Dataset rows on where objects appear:

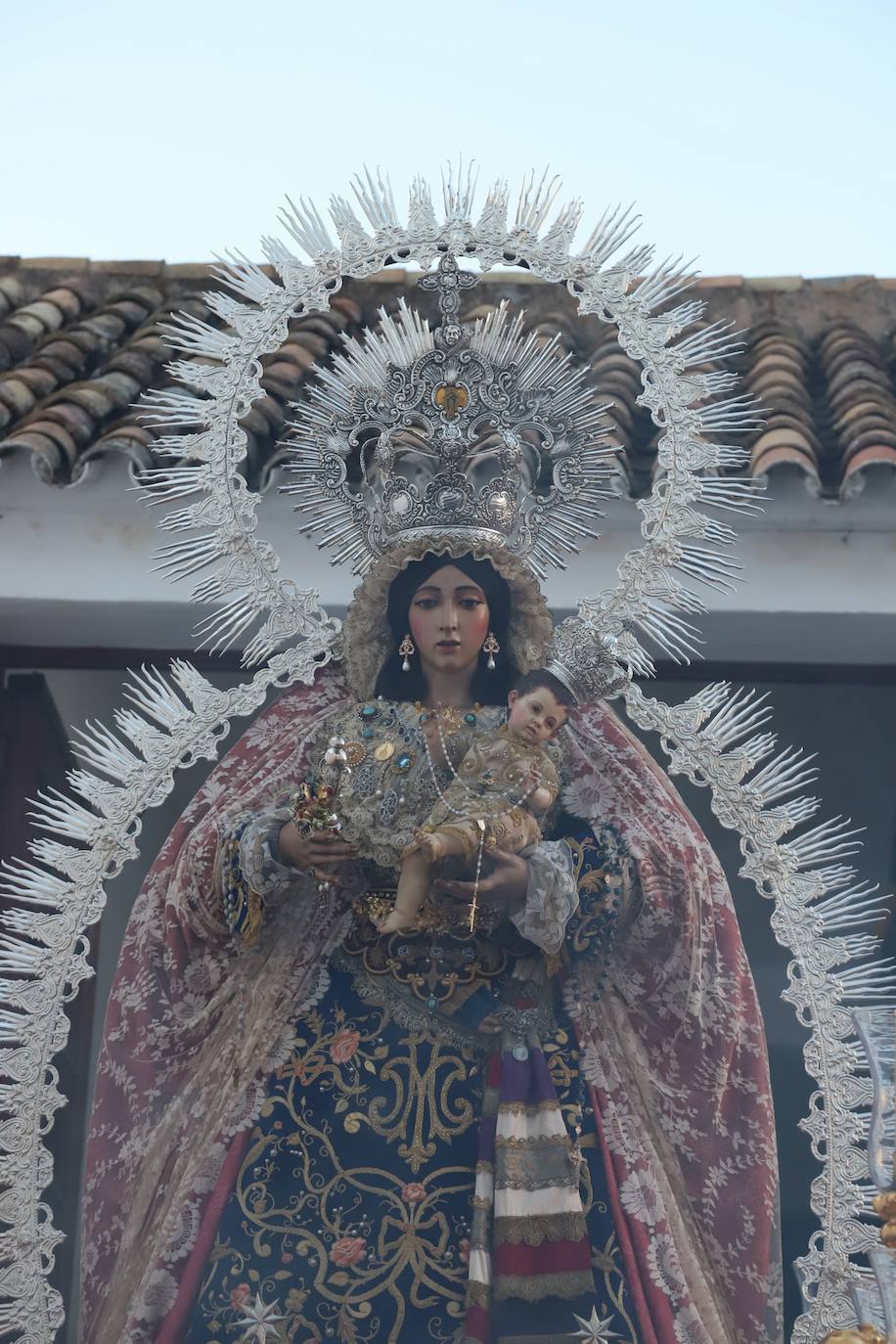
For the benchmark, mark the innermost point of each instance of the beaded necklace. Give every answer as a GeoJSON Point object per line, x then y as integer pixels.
{"type": "Point", "coordinates": [457, 812]}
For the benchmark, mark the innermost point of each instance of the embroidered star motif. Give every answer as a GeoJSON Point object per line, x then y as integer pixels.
{"type": "Point", "coordinates": [596, 1330]}
{"type": "Point", "coordinates": [259, 1322]}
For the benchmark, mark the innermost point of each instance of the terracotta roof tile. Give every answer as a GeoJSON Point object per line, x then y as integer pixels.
{"type": "Point", "coordinates": [82, 343]}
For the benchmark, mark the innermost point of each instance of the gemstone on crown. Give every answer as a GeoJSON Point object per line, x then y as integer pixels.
{"type": "Point", "coordinates": [479, 431]}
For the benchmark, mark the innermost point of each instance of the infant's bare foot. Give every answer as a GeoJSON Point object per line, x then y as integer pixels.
{"type": "Point", "coordinates": [432, 847]}
{"type": "Point", "coordinates": [395, 922]}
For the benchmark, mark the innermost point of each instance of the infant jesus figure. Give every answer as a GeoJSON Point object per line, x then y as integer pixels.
{"type": "Point", "coordinates": [500, 787]}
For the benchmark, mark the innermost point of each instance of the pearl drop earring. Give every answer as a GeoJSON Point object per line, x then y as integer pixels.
{"type": "Point", "coordinates": [406, 650]}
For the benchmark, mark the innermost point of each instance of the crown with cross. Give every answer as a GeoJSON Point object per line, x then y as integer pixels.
{"type": "Point", "coordinates": [475, 433]}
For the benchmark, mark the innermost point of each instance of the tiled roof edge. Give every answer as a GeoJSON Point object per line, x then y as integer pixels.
{"type": "Point", "coordinates": [147, 269]}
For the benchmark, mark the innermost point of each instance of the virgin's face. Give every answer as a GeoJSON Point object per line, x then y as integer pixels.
{"type": "Point", "coordinates": [449, 620]}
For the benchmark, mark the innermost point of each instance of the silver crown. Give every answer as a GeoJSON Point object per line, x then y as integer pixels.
{"type": "Point", "coordinates": [585, 661]}
{"type": "Point", "coordinates": [481, 431]}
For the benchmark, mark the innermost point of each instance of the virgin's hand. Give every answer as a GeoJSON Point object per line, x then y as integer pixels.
{"type": "Point", "coordinates": [504, 886]}
{"type": "Point", "coordinates": [321, 854]}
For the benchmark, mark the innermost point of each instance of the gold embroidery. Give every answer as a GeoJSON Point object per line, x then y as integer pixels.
{"type": "Point", "coordinates": [536, 1229]}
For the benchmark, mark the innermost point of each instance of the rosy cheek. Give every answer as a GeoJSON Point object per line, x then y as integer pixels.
{"type": "Point", "coordinates": [478, 625]}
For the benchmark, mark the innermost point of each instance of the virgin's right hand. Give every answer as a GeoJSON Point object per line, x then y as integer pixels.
{"type": "Point", "coordinates": [320, 855]}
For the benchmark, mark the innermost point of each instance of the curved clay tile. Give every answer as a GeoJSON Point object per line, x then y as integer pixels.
{"type": "Point", "coordinates": [861, 399]}
{"type": "Point", "coordinates": [81, 408]}
{"type": "Point", "coordinates": [27, 326]}
{"type": "Point", "coordinates": [13, 293]}
{"type": "Point", "coordinates": [778, 455]}
{"type": "Point", "coordinates": [861, 461]}
{"type": "Point", "coordinates": [66, 354]}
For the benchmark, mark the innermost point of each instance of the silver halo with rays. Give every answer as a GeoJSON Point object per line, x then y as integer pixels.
{"type": "Point", "coordinates": [819, 906]}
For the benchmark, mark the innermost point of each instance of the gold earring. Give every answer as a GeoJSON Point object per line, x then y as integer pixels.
{"type": "Point", "coordinates": [406, 650]}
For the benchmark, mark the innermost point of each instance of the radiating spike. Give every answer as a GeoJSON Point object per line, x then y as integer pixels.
{"type": "Point", "coordinates": [304, 223]}
{"type": "Point", "coordinates": [421, 214]}
{"type": "Point", "coordinates": [458, 190]}
{"type": "Point", "coordinates": [874, 980]}
{"type": "Point", "coordinates": [743, 712]}
{"type": "Point", "coordinates": [677, 637]}
{"type": "Point", "coordinates": [709, 697]}
{"type": "Point", "coordinates": [669, 279]}
{"type": "Point", "coordinates": [709, 567]}
{"type": "Point", "coordinates": [535, 201]}
{"type": "Point", "coordinates": [50, 929]}
{"type": "Point", "coordinates": [57, 812]}
{"type": "Point", "coordinates": [718, 341]}
{"type": "Point", "coordinates": [21, 959]}
{"type": "Point", "coordinates": [23, 880]}
{"type": "Point", "coordinates": [611, 233]}
{"type": "Point", "coordinates": [835, 875]}
{"type": "Point", "coordinates": [848, 909]}
{"type": "Point", "coordinates": [244, 277]}
{"type": "Point", "coordinates": [829, 840]}
{"type": "Point", "coordinates": [225, 625]}
{"type": "Point", "coordinates": [730, 493]}
{"type": "Point", "coordinates": [191, 334]}
{"type": "Point", "coordinates": [797, 811]}
{"type": "Point", "coordinates": [733, 416]}
{"type": "Point", "coordinates": [493, 218]}
{"type": "Point", "coordinates": [375, 198]}
{"type": "Point", "coordinates": [150, 691]}
{"type": "Point", "coordinates": [786, 773]}
{"type": "Point", "coordinates": [173, 408]}
{"type": "Point", "coordinates": [860, 945]}
{"type": "Point", "coordinates": [160, 484]}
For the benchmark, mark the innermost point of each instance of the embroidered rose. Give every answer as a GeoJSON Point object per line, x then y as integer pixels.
{"type": "Point", "coordinates": [240, 1294]}
{"type": "Point", "coordinates": [348, 1250]}
{"type": "Point", "coordinates": [344, 1045]}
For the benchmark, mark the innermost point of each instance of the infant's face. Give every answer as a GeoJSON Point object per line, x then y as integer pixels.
{"type": "Point", "coordinates": [536, 715]}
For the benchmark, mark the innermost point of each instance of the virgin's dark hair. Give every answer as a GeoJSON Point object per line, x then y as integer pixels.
{"type": "Point", "coordinates": [488, 687]}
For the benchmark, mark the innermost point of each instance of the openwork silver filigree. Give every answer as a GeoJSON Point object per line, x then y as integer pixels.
{"type": "Point", "coordinates": [171, 721]}
{"type": "Point", "coordinates": [450, 430]}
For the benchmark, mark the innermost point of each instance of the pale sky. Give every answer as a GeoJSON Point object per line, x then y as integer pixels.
{"type": "Point", "coordinates": [755, 136]}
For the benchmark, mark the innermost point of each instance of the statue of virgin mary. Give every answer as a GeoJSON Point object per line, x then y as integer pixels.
{"type": "Point", "coordinates": [553, 1125]}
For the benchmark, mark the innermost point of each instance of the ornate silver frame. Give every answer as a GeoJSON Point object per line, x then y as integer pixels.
{"type": "Point", "coordinates": [177, 718]}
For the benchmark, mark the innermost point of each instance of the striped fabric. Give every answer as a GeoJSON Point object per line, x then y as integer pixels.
{"type": "Point", "coordinates": [529, 1253]}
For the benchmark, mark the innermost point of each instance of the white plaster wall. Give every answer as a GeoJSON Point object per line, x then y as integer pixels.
{"type": "Point", "coordinates": [75, 568]}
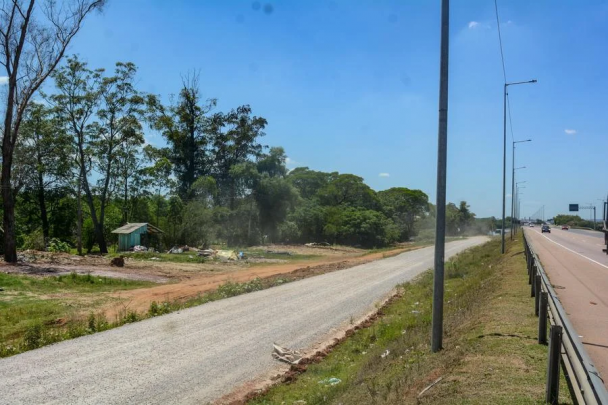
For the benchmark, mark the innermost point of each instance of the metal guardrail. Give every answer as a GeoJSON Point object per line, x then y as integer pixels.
{"type": "Point", "coordinates": [585, 384]}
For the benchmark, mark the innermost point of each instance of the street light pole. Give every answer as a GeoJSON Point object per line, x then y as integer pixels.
{"type": "Point", "coordinates": [513, 187]}
{"type": "Point", "coordinates": [504, 159]}
{"type": "Point", "coordinates": [517, 188]}
{"type": "Point", "coordinates": [438, 278]}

(GOAL OF THE EXERCISE):
Pictures are not part of the copy; output everything else in the records exactly.

(SOLUTION TO THIS PROBLEM):
For the benchmark, mark the innermost point of each instance of the beaded necklace. Give every answer as a GeoJSON Point object per line, x then y as integer pixels.
{"type": "Point", "coordinates": [457, 812]}
For the benchmark, mark the innermost point of each instance of the embroidered star motif. Give every answer as a GeoJSON Point object per line, x then y as integer pixels.
{"type": "Point", "coordinates": [596, 1330]}
{"type": "Point", "coordinates": [259, 1322]}
For the benchmark, mark the innermost point of each instance of the terracotta roof tile. Give every answer as a GeoJSON Point object per line, x then y as integer pixels.
{"type": "Point", "coordinates": [82, 343]}
For the benchmark, mark the innermost point of each instance of the gemstone on crown. Give every answer as a GeoJSON Point object per line, x then y as integer pixels.
{"type": "Point", "coordinates": [479, 431]}
For the benchmark, mark the innermost point of each instance of the infant's bare foot. Give every answer as a GeoJSON Point object per line, x then y as integer pixels.
{"type": "Point", "coordinates": [432, 847]}
{"type": "Point", "coordinates": [395, 922]}
For the benchmark, mark the innermost point of each instance of the infant jesus figure. Give every answer as a GeoJSON Point object per line, x then y as integer pixels.
{"type": "Point", "coordinates": [500, 787]}
For the benchmark, mark the innermost point of each instance of the pearl drop earring. Give every answer as a GeoJSON Point object per line, x then y as integer pixels.
{"type": "Point", "coordinates": [406, 650]}
For the benchmark, mark the innermost point of each instance of the crown with cross. Give every answer as a GeoJSON Point object per line, x then y as integer pixels.
{"type": "Point", "coordinates": [475, 433]}
For the benchmark, mark the innermost point of each instance of the tiled roof edge. Give every answer as a GeoJSON Point object per line, x then y as integer pixels.
{"type": "Point", "coordinates": [147, 269]}
For the benchmark, mark the innermost point of each instance of the virgin's face. Give every answer as a GeoJSON Point object per line, x then y as integer pixels.
{"type": "Point", "coordinates": [449, 620]}
For the benchmark, mark the innermost point of each instance of the silver crown. Give every answer as a GeoJSON Point object per line, x then y as integer pixels.
{"type": "Point", "coordinates": [585, 661]}
{"type": "Point", "coordinates": [481, 431]}
For the benchmark, mark the innermost point of each instance of the virgin's hand. Give every answer as a GeoJSON Point object per line, x then y as integer pixels.
{"type": "Point", "coordinates": [504, 886]}
{"type": "Point", "coordinates": [321, 854]}
For the benchmark, mark the innermost point of each instance of the gold embroidery. Give every answer as a GeoJSON Point object per line, x then y as integer pixels.
{"type": "Point", "coordinates": [536, 1229]}
For the benchmark, mark the innermost point of each instance of the rosy cheek. Give every answer as a GeoJSON Point object per line, x then y as integer pixels.
{"type": "Point", "coordinates": [478, 625]}
For the benchmark, mark the innermost point of each instance of the virgin's right hand. Give every answer as a GeoJSON Point object per line, x then y as integer pixels.
{"type": "Point", "coordinates": [320, 855]}
For the benchmark, mark the innermost point of each instance of the curved clay tile. Give every answer as a GeoJSON Point object per line, x then y as integer pixels.
{"type": "Point", "coordinates": [861, 399]}
{"type": "Point", "coordinates": [81, 408]}
{"type": "Point", "coordinates": [27, 326]}
{"type": "Point", "coordinates": [13, 293]}
{"type": "Point", "coordinates": [778, 455]}
{"type": "Point", "coordinates": [861, 461]}
{"type": "Point", "coordinates": [66, 354]}
For the benchmark, mark the innermost point of each instance of the silver halo with rays. Give every answer as a GeoJSON Point object per line, x then y as integer pixels.
{"type": "Point", "coordinates": [819, 906]}
For the benchmark, mark the innermost point of each instance of the gold earring. Give every answer as a GeoJSON Point object per line, x then y as integer pixels.
{"type": "Point", "coordinates": [406, 650]}
For the benchmark, mark the innermost point of each instance of the radiating spike. Give every answer as a GeoJSON Point object per line, x then y as integer pixels.
{"type": "Point", "coordinates": [304, 223]}
{"type": "Point", "coordinates": [421, 214]}
{"type": "Point", "coordinates": [458, 190]}
{"type": "Point", "coordinates": [874, 980]}
{"type": "Point", "coordinates": [743, 712]}
{"type": "Point", "coordinates": [677, 637]}
{"type": "Point", "coordinates": [709, 697]}
{"type": "Point", "coordinates": [669, 279]}
{"type": "Point", "coordinates": [709, 567]}
{"type": "Point", "coordinates": [535, 201]}
{"type": "Point", "coordinates": [50, 929]}
{"type": "Point", "coordinates": [57, 812]}
{"type": "Point", "coordinates": [718, 341]}
{"type": "Point", "coordinates": [21, 959]}
{"type": "Point", "coordinates": [23, 880]}
{"type": "Point", "coordinates": [611, 233]}
{"type": "Point", "coordinates": [835, 875]}
{"type": "Point", "coordinates": [848, 909]}
{"type": "Point", "coordinates": [244, 277]}
{"type": "Point", "coordinates": [829, 840]}
{"type": "Point", "coordinates": [225, 625]}
{"type": "Point", "coordinates": [730, 493]}
{"type": "Point", "coordinates": [191, 334]}
{"type": "Point", "coordinates": [797, 811]}
{"type": "Point", "coordinates": [733, 416]}
{"type": "Point", "coordinates": [493, 218]}
{"type": "Point", "coordinates": [375, 198]}
{"type": "Point", "coordinates": [150, 691]}
{"type": "Point", "coordinates": [786, 773]}
{"type": "Point", "coordinates": [173, 408]}
{"type": "Point", "coordinates": [860, 945]}
{"type": "Point", "coordinates": [160, 484]}
For the benchmark, mark the innermost point of each instance of the embroidered rose. Give every answer as a GeoJSON Point object per line, x then y as integer pixels.
{"type": "Point", "coordinates": [240, 1294]}
{"type": "Point", "coordinates": [348, 1250]}
{"type": "Point", "coordinates": [344, 1045]}
For the benchmark, mark the innermost point of each instance of the infant's face. Give every answer as a GeoJSON Point object per line, x then y as integer pixels.
{"type": "Point", "coordinates": [536, 715]}
For the benchmark, mark the innermost point of each instance of the virgin's dark hair. Give every answer as a GeoJSON Point object per line, x then y as integer pixels.
{"type": "Point", "coordinates": [488, 687]}
For the benchmark, mark the innermost point of each instance of the openwork silver filigree. Give every answer as a GeoJSON Point object per line, x then y as integer pixels.
{"type": "Point", "coordinates": [171, 721]}
{"type": "Point", "coordinates": [450, 430]}
For the benchmark, mark the innermost point of each instance of the pale sky. Give every answer as a GeoJSON Point object per line, x then y as integer pixels.
{"type": "Point", "coordinates": [755, 136]}
For the benchmark, mark the innermost point of each instance of the statue of virgin mary. Give every answer as a GeoJSON Point object per line, x then y as integer pixels.
{"type": "Point", "coordinates": [553, 1125]}
For the benchmark, mark the innermost point of each instance of the ornate silver frame. Give every answer as a GeoJSON Point object per line, x then y as integer pixels.
{"type": "Point", "coordinates": [177, 718]}
For the benchmark, mark the innermost point of each instance of the striped fabric. Give every answer as a GeoJSON Point object per line, x then y as integer pixels.
{"type": "Point", "coordinates": [529, 1253]}
For the benchmark, mark the innermost point of each instance of the white plaster wall. Give every answer as a GeoJSON Point object per line, x then y as integer pixels.
{"type": "Point", "coordinates": [75, 568]}
For the benchmark, mark the innermost point of each instance of the metal guardrail. Give every answer as a GeoJSON Point object per line, x then y as integer pixels.
{"type": "Point", "coordinates": [585, 384]}
For the benchmark, mark the innermost point of each instance of the street light pole. Give every answer as a GeoJSON Point object per line, x then y as integer pixels.
{"type": "Point", "coordinates": [513, 187]}
{"type": "Point", "coordinates": [504, 159]}
{"type": "Point", "coordinates": [517, 188]}
{"type": "Point", "coordinates": [438, 278]}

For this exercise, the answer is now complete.